Davanın Geri Alınması

Davanın geri alınması HMK 123’de düzenlenmiştir. Hukuk Muhakemeleri Kanunu madde 123 şu şekildedir: Davacı, hüküm kesinleşinceye kadar, ancak davalının açık rızası ile davasını geri alabilir. Bu takdirde davanın açılmamış sayılmasına karar verilir.

Görüleceği üzere davanın geri alınması ancak davalının açık rızası halinde mümkündür.

Davanın geri alınması ile davadan feragati birbirine karıştırmamak gerekir. Davacı davasını geri aldıktan sonra istediği zaman bu davayı geri açabilecekken davadan feragatte davacı dava konusu hakkından da feragat etmiş olur.

Davanın geri alınması Eskişehir avukat

Davanın Geri Alınması Hakkında Emsal Yargıtay Kararları

Yargıtay 2. Hukuk Dairesi 2021/5558 E. , 2022/124 K. Sayılı Kararı

DAVA TÜRÜ : Ziynet Alacağı ve Mal Rejiminin Tasfiyesinden Kaynaklanan Alacak

Taraflar arasındaki davanın yapılan muhakemesi sonunda mahalli mahkemece verilen, yukarıda tarihi ve numarası gösterilen hüküm davacı-davalı kadın tarafından asıl dava yönünden temyiz edilmekle, evrak okunup gereği görüşülüp düşünüldü:
Davaya son veren taraf işlemlerinden olan davadan feragat ile davanın geri alınması, mahiyeti ve sonuçları itibariyle birbirinden farklı kavramlardır. Davanın geri alınması (HMK m. 123), ileride tekrar dava açabilme hakkını saklı tutarak davanın takibinden vazgeçilmesi olup burada, davacı talep ettiği haktan (talep sonucundan) feragat etmemektedir. Davadan feragat ise (HMK m. 307), talep edilen haktan, talep sonucundan vazgeçmektir. Davadan feragat davalının rızasına (muvafakatına) bağlı olmadığı halde, davacının davasını geri alabilmesi için davalının rızası şarttır. Davadan feragat halinde, feragat edilen hak ileride tekrar dava konusu yapılamaz ve yapılır ise mahkemece kesin hüküm nedeniyle davanın reddine karar verilir. Davanın geri alınması durumunda ise, geri alınan dava ileride tekrar açılabilir.

------------

*Yapılacak İş*: Davanın geri alınmasıyla ilgili metnin "Görüleceği üzere davanın" sözleriyle başlayıp "feragat etmiş olur." sözleriyle biten bölümünü, "açık rızası" yerine "yazılı onayı" koyarak yeniden yazınız.

*Kayıtlı Bilgiler*:
------------

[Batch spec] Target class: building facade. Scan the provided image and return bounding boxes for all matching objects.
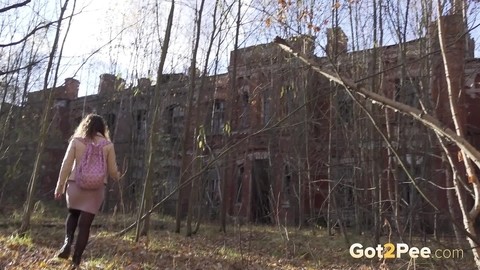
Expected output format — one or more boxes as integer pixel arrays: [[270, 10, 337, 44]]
[[10, 13, 480, 230]]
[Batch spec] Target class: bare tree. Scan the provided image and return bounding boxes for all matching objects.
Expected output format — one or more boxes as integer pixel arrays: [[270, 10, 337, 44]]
[[18, 0, 73, 234]]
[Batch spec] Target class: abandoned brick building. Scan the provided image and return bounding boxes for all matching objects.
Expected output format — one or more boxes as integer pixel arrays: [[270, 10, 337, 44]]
[[7, 13, 480, 231]]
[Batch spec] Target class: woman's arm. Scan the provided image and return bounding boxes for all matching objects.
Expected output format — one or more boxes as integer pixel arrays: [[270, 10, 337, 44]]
[[107, 143, 120, 180], [55, 139, 75, 200]]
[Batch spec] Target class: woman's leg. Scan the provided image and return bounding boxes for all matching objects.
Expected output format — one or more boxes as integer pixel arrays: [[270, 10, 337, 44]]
[[72, 211, 95, 265], [57, 209, 80, 259]]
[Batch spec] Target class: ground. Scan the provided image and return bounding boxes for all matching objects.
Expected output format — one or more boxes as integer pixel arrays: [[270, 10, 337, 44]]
[[0, 208, 473, 270]]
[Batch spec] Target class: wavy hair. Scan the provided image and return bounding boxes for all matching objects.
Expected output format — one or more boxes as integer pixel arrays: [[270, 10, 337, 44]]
[[72, 113, 110, 140]]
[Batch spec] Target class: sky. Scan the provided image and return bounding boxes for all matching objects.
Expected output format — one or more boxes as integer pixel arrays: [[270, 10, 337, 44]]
[[5, 0, 480, 96]]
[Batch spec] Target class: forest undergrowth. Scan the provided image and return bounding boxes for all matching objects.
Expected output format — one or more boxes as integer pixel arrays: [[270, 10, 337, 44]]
[[0, 207, 474, 270]]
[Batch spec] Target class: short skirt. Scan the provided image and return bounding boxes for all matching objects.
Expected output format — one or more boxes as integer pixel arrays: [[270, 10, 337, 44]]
[[66, 180, 105, 215]]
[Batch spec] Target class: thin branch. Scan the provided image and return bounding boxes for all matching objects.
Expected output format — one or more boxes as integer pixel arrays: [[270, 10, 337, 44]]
[[0, 0, 32, 13]]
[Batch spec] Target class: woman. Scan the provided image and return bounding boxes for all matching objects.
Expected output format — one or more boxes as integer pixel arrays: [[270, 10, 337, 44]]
[[55, 114, 120, 268]]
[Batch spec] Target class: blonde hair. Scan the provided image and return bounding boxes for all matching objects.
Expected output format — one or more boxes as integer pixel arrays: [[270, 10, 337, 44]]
[[72, 113, 110, 141]]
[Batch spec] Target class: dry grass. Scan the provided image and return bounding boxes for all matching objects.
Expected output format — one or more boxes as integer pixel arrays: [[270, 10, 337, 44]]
[[0, 209, 473, 270]]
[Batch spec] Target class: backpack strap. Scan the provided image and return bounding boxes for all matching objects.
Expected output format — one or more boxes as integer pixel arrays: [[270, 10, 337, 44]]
[[73, 137, 111, 147]]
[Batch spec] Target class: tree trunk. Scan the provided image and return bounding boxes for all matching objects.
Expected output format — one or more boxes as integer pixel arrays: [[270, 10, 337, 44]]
[[18, 0, 69, 235], [135, 0, 175, 242]]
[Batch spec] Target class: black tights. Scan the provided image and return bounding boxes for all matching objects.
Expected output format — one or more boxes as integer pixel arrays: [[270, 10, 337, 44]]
[[65, 209, 95, 262]]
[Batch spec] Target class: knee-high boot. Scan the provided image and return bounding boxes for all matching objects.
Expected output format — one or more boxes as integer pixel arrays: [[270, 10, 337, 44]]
[[57, 234, 73, 259]]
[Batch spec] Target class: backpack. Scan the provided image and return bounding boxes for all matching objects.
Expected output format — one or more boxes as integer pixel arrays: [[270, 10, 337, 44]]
[[75, 138, 110, 190]]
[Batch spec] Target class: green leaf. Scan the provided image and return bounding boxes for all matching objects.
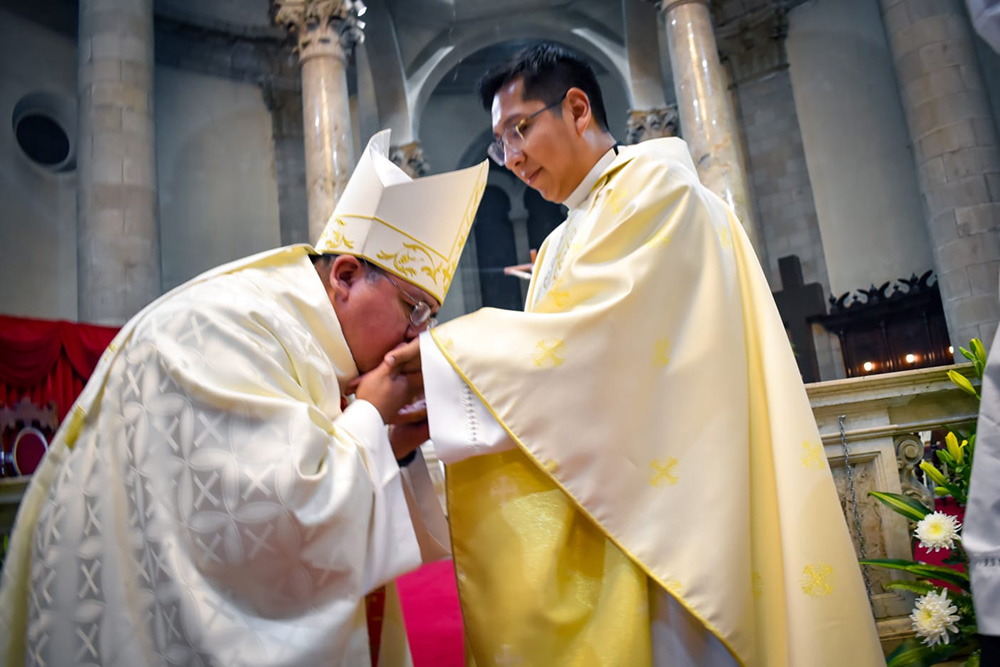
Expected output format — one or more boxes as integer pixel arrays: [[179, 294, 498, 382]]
[[948, 371, 979, 400], [882, 579, 936, 595], [858, 558, 969, 591], [868, 491, 932, 521], [886, 639, 961, 667], [958, 345, 976, 363]]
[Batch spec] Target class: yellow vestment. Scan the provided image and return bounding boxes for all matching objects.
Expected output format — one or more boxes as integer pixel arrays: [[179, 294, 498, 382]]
[[432, 139, 884, 667]]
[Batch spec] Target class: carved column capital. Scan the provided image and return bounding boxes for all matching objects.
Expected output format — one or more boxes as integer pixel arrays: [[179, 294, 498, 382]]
[[272, 0, 365, 60], [389, 141, 430, 178], [715, 3, 788, 86], [625, 104, 680, 144]]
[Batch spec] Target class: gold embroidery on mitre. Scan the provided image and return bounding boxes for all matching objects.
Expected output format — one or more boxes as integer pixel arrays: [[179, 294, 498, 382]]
[[649, 456, 680, 486], [532, 338, 566, 368], [316, 217, 354, 250], [653, 338, 670, 367], [376, 243, 451, 285], [802, 440, 825, 468], [801, 563, 833, 598]]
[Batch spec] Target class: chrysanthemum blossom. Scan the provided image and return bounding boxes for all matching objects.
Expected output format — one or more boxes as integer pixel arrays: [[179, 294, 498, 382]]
[[910, 588, 962, 646], [913, 512, 962, 551]]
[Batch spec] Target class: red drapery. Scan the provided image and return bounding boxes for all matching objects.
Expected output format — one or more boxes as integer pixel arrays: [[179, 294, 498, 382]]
[[0, 315, 118, 421]]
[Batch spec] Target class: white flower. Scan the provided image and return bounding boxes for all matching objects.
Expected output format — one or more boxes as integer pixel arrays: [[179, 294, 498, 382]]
[[913, 512, 962, 551], [910, 588, 962, 646]]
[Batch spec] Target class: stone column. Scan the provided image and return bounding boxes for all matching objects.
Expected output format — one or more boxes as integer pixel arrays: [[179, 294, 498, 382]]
[[389, 141, 431, 178], [274, 0, 364, 242], [881, 0, 1000, 350], [625, 106, 680, 144], [658, 0, 767, 266], [77, 0, 160, 326]]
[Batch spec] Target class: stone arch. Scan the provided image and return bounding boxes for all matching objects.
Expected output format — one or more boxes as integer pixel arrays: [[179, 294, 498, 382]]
[[407, 14, 632, 136]]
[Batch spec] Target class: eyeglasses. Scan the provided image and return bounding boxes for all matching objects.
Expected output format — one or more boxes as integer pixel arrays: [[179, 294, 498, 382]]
[[486, 91, 569, 167], [365, 262, 437, 329]]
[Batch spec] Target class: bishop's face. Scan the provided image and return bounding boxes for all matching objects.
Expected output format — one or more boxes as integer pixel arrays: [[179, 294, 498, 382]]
[[492, 79, 586, 204], [331, 255, 438, 373]]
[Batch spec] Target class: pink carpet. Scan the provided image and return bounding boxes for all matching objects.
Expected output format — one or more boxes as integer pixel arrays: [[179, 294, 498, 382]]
[[396, 560, 465, 667]]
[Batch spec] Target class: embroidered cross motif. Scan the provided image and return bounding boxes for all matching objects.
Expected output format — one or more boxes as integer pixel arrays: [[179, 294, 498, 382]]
[[533, 338, 566, 368], [653, 338, 670, 367], [649, 457, 680, 486], [552, 290, 569, 308], [801, 563, 833, 598], [76, 623, 100, 662], [802, 440, 823, 468]]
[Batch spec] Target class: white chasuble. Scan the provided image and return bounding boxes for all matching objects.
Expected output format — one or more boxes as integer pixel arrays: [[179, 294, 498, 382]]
[[0, 246, 440, 667], [424, 139, 884, 667]]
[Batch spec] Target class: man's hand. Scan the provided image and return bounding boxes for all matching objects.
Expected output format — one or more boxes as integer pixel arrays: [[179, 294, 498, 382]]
[[389, 399, 431, 460], [348, 361, 423, 424], [385, 338, 420, 375]]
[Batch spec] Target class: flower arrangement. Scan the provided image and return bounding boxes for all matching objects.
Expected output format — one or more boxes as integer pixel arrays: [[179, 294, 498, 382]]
[[861, 338, 986, 667]]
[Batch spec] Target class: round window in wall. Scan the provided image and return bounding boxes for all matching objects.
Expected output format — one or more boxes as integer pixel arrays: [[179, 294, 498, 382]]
[[11, 93, 76, 172]]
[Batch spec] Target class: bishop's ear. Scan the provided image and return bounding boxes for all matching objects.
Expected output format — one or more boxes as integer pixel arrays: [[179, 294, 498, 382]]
[[566, 87, 592, 134]]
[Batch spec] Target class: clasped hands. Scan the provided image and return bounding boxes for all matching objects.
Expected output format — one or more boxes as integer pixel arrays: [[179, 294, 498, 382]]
[[347, 338, 430, 460]]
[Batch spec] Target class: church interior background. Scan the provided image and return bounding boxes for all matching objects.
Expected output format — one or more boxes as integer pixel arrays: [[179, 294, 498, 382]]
[[0, 0, 1000, 656]]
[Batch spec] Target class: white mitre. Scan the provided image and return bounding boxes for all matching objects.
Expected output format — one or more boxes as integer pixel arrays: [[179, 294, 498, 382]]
[[316, 130, 489, 302]]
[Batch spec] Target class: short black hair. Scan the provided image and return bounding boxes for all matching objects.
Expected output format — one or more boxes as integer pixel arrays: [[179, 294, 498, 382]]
[[476, 42, 608, 132]]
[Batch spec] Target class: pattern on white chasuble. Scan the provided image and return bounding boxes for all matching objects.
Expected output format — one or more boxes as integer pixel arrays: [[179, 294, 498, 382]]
[[28, 280, 370, 666]]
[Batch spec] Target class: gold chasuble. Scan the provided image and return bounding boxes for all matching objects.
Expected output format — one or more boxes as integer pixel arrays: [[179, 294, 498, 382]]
[[434, 139, 884, 667]]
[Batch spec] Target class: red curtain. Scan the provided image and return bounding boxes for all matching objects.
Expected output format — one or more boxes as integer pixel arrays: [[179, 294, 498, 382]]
[[0, 315, 118, 421]]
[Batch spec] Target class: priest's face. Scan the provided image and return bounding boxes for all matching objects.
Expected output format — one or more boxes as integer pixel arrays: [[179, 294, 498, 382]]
[[327, 255, 439, 373], [492, 79, 591, 203]]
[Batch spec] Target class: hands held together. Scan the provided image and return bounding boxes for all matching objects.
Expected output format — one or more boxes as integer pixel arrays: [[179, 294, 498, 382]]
[[348, 338, 430, 460]]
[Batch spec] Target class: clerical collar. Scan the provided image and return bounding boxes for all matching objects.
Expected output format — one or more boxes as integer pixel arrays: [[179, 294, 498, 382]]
[[563, 144, 618, 209]]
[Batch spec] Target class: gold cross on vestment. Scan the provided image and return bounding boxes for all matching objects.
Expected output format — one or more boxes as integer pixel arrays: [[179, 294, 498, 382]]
[[802, 563, 833, 598], [649, 457, 680, 486], [533, 339, 566, 368]]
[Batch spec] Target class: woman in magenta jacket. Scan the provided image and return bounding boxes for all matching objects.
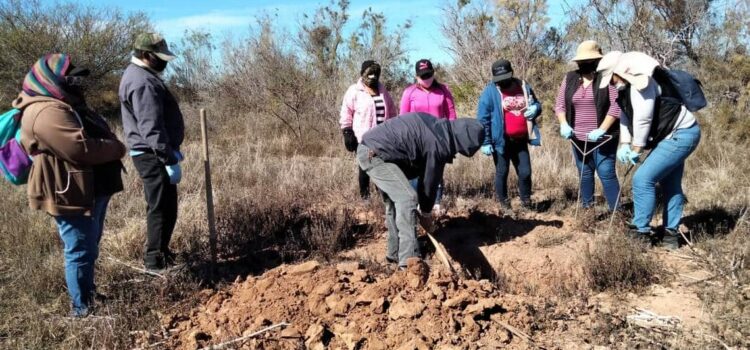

------------

*Göreve Yanıt*:
Görüleceği üzere davanın geri alınması ancak davalının yazılı onayı halinde mümkündür.

Davanın geri alınması ile davadan feragati birbirine karıştırmamak gerekir. Davacı davasını geri aldıktan sonra istediği zaman bu davayı geri açabilecekken davadan feragatte davacı dava konusu hakkından da feragat etmiş olur.